----- EXERCISE INPUT

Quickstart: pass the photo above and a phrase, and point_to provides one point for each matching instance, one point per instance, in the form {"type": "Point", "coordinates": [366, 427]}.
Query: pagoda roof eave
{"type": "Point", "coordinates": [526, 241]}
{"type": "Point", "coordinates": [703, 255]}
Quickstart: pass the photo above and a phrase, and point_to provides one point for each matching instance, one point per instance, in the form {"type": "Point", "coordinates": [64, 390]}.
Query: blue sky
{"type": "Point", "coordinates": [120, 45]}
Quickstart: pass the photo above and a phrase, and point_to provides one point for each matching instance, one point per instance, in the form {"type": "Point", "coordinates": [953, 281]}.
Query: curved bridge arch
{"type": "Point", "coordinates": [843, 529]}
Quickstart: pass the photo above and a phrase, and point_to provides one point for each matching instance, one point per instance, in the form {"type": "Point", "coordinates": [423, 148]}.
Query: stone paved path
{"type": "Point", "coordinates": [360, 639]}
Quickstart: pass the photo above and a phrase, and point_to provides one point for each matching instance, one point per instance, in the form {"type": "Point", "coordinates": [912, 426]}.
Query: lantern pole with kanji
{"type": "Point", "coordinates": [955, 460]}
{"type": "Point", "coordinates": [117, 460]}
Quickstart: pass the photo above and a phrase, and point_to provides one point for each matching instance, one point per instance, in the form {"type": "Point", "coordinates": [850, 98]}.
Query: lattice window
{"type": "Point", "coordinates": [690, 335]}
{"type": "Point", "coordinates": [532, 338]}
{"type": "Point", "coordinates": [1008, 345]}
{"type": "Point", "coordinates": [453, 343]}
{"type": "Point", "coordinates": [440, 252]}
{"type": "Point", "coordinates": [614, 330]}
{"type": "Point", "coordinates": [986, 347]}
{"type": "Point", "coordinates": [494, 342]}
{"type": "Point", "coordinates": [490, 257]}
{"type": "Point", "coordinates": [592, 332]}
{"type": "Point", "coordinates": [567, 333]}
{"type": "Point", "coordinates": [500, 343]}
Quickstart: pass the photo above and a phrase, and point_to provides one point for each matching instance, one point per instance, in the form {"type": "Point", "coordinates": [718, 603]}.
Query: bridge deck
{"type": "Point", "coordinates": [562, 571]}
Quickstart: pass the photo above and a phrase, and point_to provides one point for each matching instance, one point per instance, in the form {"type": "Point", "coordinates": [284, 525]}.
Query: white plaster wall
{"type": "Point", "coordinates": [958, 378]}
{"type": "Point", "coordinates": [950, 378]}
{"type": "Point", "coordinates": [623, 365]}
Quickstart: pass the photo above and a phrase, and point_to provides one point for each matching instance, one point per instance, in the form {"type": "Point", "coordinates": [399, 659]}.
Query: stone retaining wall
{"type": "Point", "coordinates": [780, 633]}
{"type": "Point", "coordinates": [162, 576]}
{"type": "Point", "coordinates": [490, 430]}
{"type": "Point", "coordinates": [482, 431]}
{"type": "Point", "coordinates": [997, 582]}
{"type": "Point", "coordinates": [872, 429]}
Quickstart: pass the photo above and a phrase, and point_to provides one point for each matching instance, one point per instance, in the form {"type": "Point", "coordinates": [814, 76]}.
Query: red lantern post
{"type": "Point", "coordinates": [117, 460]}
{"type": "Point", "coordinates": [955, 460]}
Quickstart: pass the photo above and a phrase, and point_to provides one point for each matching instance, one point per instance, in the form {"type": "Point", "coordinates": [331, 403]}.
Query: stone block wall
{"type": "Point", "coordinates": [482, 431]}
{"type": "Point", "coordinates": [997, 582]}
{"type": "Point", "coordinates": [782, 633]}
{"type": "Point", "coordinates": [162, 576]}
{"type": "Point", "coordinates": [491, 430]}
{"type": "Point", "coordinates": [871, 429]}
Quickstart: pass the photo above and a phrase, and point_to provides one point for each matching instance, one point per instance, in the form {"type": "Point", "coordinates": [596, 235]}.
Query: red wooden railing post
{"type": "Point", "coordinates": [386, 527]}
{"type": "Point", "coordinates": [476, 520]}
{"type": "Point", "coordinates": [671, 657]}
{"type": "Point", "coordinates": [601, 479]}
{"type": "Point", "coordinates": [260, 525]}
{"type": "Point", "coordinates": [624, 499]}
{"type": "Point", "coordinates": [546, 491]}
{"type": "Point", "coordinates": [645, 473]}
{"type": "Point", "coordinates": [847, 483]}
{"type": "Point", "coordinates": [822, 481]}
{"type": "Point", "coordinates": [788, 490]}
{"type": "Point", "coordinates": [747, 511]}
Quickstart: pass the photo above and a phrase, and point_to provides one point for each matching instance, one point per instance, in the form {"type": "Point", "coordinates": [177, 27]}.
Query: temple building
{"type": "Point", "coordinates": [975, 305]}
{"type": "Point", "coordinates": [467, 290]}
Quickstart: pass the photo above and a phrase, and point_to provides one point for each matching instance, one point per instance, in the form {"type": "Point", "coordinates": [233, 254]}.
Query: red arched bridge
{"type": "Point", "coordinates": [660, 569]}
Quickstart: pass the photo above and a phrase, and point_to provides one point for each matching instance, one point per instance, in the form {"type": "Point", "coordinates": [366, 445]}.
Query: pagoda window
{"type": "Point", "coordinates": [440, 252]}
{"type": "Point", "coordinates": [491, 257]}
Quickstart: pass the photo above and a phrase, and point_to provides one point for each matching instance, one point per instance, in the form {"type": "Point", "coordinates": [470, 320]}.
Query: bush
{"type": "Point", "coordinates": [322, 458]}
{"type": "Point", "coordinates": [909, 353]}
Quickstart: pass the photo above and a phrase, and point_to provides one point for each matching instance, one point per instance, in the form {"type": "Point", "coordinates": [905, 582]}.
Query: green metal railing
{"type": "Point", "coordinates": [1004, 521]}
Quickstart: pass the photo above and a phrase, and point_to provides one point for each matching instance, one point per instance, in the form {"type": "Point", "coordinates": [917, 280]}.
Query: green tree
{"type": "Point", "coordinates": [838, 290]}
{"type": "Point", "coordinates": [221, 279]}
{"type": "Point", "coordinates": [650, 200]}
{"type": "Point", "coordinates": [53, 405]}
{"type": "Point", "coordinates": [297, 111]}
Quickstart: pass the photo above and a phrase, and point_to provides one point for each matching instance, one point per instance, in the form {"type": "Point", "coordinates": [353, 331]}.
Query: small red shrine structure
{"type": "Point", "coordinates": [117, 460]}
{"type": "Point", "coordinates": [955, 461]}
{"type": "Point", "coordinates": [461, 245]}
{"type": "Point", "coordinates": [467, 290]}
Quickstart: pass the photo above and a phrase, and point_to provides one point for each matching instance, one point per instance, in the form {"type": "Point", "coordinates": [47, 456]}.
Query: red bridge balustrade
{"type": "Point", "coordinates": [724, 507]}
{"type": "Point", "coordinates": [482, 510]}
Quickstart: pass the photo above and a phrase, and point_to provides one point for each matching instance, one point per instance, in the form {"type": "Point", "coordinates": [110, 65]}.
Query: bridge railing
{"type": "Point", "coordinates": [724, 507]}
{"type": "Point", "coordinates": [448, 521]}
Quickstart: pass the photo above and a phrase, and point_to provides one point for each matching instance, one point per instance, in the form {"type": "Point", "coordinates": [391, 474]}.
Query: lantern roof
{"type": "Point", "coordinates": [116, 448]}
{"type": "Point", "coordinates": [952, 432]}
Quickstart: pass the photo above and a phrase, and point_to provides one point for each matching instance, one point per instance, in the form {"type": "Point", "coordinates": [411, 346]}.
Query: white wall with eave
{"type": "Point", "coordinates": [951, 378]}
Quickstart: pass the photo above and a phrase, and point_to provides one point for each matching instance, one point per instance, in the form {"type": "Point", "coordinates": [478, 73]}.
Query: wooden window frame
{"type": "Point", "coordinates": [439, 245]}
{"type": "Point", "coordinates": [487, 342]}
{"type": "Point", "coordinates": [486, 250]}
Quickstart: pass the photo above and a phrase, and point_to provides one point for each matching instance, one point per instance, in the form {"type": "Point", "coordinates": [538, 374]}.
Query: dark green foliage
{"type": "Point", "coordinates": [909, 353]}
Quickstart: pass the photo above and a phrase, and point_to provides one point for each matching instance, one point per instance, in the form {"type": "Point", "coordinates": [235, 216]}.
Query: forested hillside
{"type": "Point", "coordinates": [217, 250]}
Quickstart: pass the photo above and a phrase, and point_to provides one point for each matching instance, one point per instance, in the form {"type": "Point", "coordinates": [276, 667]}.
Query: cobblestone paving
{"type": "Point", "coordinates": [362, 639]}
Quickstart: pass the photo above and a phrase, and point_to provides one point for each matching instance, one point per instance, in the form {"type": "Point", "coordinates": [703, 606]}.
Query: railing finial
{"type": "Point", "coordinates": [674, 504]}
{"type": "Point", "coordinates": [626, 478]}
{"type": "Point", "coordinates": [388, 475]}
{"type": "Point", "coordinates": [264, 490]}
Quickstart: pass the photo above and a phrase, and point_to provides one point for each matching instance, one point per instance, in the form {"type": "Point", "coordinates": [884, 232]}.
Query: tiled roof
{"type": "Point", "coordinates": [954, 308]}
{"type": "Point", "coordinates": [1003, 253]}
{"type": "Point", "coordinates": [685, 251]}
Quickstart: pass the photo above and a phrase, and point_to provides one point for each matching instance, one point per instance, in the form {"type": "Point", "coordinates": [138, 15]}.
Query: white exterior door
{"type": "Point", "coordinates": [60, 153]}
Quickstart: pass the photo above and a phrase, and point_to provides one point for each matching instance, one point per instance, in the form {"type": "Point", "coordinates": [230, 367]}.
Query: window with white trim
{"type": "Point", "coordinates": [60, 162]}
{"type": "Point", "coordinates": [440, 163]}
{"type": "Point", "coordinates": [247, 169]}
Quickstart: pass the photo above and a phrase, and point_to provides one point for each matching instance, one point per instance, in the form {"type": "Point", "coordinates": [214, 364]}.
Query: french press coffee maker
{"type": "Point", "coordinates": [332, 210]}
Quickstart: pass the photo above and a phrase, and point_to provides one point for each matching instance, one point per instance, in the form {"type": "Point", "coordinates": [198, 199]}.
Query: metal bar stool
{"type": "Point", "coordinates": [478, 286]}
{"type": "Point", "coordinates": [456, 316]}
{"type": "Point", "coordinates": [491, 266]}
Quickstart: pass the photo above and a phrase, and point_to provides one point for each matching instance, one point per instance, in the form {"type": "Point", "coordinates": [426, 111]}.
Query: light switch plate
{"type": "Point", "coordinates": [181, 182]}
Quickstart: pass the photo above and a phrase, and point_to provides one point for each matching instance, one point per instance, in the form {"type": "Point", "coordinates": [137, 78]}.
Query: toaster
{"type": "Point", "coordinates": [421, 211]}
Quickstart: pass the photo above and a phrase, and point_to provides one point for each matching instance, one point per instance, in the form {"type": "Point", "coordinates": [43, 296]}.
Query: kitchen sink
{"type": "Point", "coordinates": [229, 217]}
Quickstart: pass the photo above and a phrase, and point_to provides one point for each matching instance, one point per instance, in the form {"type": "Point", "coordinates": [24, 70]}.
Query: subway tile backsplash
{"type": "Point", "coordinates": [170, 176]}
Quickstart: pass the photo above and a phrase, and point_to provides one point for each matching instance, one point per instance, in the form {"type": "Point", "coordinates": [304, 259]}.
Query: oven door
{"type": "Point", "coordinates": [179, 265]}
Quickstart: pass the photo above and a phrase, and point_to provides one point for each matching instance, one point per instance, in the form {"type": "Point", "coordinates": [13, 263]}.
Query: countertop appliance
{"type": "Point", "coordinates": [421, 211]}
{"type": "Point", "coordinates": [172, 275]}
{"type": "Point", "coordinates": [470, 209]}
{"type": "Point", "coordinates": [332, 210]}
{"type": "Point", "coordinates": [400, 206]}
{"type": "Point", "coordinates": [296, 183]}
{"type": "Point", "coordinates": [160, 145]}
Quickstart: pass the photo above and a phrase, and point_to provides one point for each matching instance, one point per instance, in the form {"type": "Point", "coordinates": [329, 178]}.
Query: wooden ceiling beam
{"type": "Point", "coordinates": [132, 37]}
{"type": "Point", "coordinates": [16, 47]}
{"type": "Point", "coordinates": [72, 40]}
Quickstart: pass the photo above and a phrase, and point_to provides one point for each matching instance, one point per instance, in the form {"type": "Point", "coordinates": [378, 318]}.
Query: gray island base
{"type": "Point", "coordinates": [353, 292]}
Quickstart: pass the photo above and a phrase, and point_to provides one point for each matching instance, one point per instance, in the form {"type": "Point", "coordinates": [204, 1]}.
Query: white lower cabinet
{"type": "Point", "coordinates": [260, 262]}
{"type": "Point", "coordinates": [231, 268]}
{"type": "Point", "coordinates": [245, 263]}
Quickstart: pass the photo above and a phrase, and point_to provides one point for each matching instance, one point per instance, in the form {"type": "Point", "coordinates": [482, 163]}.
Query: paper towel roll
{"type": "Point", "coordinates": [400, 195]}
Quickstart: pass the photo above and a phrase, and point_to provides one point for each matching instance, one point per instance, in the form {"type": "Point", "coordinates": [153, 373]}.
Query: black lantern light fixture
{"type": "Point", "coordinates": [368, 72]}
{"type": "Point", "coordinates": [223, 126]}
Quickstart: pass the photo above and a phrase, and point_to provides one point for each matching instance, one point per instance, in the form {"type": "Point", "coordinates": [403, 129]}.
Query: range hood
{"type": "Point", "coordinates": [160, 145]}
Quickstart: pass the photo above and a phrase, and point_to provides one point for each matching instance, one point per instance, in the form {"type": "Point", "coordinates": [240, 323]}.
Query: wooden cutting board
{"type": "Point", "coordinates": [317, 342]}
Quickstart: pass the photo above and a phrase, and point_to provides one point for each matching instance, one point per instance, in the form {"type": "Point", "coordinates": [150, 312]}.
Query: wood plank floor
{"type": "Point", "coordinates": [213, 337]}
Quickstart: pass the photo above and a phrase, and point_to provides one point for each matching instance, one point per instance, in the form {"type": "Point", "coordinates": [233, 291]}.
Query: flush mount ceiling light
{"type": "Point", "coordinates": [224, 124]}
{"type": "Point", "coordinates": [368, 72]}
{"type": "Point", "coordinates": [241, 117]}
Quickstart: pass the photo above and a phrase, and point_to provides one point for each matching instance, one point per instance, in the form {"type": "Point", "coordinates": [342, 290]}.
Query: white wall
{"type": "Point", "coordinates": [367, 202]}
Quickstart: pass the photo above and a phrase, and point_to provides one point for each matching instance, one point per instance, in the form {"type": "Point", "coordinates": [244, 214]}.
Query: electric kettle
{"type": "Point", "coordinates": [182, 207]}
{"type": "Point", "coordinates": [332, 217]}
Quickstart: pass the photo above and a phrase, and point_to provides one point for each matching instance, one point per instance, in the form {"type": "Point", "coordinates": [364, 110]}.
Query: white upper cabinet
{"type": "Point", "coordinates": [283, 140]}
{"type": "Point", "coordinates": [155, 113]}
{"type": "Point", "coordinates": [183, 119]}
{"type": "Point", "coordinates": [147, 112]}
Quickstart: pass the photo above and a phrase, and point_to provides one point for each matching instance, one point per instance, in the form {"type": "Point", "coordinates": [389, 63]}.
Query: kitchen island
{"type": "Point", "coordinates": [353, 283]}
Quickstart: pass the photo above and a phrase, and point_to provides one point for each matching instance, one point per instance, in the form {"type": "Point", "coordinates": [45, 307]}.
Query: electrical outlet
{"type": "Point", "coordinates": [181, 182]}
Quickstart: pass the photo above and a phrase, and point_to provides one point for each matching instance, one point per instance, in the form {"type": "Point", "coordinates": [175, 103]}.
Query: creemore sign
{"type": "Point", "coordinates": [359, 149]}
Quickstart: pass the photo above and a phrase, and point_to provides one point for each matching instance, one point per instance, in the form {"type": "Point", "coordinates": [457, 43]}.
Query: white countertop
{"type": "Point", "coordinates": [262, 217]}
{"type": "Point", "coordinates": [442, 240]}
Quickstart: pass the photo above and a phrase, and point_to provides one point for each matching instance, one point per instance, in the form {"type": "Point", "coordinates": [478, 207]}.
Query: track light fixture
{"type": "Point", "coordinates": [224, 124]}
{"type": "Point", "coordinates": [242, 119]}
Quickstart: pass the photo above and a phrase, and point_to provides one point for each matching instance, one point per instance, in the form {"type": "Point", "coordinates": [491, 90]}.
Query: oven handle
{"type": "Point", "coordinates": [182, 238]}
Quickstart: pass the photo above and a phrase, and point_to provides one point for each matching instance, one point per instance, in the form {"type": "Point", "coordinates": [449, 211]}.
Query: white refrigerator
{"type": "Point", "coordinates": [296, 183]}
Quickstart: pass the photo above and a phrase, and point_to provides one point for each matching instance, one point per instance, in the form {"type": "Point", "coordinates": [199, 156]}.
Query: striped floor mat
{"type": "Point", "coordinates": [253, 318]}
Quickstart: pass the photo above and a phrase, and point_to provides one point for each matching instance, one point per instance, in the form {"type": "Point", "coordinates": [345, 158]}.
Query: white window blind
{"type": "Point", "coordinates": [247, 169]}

----------

- ASSIGNMENT: In the records above, return precisely the line containing "Query: striped floor mat" and each line that comes after it, up to the final one.

- RESPONSE:
Query: striped floor mat
{"type": "Point", "coordinates": [253, 318]}
Quickstart: pass the photo above and a phrase, and point_to provides one point for each matching instance, one point per instance, in the form {"type": "Point", "coordinates": [345, 158]}.
Query: white window blind
{"type": "Point", "coordinates": [247, 169]}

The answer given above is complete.